Convert everything from the row containing "the white electrical" down to the row containing "column 721, row 142" into a two-column CSV with the headers label_text and points. Give one CSV line for each row of wording together with the coordinate rows beneath it, with each field quoted and any line breaks replaced by spaces.

═══ DATASET ROWS ═══

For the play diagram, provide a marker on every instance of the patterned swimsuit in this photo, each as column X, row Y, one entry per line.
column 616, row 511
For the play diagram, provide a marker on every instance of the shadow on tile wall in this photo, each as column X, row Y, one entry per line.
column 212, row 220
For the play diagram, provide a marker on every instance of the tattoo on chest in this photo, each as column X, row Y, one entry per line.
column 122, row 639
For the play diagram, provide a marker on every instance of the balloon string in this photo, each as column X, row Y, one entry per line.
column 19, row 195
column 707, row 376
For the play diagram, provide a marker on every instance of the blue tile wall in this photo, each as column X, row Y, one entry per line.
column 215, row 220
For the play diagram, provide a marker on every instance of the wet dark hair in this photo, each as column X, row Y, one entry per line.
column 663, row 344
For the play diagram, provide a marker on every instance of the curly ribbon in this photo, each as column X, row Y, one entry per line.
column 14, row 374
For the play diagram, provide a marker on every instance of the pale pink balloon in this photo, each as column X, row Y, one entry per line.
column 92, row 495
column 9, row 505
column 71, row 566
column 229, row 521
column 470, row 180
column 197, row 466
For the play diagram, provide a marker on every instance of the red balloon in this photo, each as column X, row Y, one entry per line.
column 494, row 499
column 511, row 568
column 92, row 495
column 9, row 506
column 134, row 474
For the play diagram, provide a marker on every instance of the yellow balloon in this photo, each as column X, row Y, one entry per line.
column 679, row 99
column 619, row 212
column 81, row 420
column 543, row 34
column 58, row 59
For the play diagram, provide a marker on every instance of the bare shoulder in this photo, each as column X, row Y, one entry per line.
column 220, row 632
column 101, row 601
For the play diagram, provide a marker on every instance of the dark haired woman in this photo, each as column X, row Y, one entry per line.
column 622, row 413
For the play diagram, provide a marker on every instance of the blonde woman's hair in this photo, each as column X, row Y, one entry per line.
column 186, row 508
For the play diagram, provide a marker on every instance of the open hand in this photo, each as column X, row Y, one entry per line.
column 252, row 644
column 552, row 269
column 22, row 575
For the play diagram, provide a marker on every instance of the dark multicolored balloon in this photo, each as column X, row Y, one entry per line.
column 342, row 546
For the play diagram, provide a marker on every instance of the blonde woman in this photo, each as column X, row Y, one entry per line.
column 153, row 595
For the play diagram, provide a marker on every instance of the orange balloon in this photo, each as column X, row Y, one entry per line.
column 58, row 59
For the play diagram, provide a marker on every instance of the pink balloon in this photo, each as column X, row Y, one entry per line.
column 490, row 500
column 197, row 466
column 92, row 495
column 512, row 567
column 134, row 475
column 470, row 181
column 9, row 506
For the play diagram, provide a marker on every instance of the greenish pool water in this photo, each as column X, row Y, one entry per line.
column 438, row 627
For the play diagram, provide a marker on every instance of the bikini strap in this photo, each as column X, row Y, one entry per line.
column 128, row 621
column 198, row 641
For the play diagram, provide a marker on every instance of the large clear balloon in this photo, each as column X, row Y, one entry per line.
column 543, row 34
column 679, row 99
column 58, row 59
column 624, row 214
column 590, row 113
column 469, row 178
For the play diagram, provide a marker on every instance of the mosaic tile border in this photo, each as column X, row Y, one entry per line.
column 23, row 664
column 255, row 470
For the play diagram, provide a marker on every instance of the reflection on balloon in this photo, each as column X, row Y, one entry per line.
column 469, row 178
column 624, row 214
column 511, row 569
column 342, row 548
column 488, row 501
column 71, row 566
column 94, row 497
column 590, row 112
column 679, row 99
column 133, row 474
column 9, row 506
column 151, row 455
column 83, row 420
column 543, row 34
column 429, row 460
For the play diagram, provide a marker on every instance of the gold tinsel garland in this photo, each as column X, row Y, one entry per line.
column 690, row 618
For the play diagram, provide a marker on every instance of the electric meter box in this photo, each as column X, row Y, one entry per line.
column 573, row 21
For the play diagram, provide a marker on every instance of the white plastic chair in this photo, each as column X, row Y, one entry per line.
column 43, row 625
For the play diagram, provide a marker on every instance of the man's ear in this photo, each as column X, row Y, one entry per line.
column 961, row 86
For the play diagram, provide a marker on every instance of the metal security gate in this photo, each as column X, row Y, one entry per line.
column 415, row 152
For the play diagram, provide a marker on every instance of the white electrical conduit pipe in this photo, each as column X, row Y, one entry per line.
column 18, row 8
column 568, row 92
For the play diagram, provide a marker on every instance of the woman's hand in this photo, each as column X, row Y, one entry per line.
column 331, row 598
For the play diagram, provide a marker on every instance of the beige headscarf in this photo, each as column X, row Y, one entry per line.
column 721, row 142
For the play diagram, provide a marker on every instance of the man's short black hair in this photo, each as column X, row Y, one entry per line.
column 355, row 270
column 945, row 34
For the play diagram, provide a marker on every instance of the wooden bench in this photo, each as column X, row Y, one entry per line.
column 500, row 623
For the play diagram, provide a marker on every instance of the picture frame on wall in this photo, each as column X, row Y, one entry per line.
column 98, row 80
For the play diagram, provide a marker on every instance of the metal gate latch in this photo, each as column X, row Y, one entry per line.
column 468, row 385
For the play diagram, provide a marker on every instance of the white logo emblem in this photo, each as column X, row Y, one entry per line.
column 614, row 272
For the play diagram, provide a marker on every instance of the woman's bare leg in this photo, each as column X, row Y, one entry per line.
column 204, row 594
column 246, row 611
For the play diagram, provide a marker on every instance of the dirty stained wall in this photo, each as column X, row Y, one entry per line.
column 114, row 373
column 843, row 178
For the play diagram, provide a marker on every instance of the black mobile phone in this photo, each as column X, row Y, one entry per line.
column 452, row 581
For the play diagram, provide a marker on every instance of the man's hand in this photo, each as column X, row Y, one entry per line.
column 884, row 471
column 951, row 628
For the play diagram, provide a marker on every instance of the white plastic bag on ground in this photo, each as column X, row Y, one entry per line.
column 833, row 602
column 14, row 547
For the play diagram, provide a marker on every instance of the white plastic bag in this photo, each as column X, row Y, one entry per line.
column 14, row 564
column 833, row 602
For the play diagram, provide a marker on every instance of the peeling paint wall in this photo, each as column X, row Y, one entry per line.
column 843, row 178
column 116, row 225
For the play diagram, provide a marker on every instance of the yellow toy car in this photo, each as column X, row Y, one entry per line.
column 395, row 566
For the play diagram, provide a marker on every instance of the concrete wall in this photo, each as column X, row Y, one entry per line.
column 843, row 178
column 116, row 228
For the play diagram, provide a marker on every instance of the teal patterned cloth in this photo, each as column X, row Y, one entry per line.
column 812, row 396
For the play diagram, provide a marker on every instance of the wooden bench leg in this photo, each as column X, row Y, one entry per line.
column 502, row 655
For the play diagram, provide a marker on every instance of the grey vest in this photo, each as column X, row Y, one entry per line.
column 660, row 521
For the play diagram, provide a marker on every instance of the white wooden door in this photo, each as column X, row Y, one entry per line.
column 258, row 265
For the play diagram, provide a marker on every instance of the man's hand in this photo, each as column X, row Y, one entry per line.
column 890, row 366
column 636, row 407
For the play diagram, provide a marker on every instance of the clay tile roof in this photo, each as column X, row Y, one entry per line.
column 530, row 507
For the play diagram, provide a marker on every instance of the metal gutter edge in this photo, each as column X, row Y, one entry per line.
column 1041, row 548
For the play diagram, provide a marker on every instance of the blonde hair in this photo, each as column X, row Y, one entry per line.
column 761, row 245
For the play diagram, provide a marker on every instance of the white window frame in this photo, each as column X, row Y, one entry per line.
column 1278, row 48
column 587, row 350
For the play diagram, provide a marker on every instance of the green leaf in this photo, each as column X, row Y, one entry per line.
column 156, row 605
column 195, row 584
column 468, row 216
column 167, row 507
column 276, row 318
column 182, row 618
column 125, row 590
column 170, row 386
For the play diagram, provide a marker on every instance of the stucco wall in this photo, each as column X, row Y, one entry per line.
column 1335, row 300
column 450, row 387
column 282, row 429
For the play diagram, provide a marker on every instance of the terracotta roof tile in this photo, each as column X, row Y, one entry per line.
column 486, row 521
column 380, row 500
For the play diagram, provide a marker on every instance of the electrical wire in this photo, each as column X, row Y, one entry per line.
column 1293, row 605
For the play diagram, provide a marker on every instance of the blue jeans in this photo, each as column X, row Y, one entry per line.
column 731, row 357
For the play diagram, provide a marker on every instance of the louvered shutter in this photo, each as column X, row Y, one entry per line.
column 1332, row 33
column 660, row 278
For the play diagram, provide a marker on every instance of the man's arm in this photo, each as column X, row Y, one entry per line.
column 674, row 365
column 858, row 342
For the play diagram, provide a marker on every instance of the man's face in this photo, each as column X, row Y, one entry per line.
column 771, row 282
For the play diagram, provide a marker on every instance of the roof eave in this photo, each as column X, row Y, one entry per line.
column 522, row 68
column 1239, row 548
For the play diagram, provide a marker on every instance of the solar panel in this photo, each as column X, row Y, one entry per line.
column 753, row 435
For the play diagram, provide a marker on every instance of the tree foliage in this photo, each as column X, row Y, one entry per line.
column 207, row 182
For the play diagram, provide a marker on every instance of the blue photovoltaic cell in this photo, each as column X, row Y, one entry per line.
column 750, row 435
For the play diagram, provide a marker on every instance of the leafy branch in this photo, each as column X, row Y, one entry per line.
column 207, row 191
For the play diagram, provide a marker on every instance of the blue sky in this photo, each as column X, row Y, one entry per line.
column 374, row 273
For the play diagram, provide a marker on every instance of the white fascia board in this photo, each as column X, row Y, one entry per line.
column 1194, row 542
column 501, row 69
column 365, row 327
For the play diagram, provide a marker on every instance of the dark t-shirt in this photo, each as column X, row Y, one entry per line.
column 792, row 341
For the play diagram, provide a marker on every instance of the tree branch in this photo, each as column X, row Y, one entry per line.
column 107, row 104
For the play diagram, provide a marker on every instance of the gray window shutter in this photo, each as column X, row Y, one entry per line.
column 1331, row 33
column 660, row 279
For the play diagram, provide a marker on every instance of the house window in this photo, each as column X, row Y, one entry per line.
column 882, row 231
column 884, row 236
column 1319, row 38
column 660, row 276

═══

- TASK SOLUTION -
label_text,points
"For the play diagram, provide a marker on every instance of the white electrical conduit pipe in this photo, each as column X, row Y, one entry per line.","column 18, row 8 column 568, row 92"
"For the play diagram, provide a marker on every instance of the woman's hand in this photo, each as column X, row Y, one entry per line.","column 331, row 598"
"For the play diagram, provide a marker on every instance of the beige headscarf in this photo, each as column X, row Y, one entry per line.","column 721, row 142"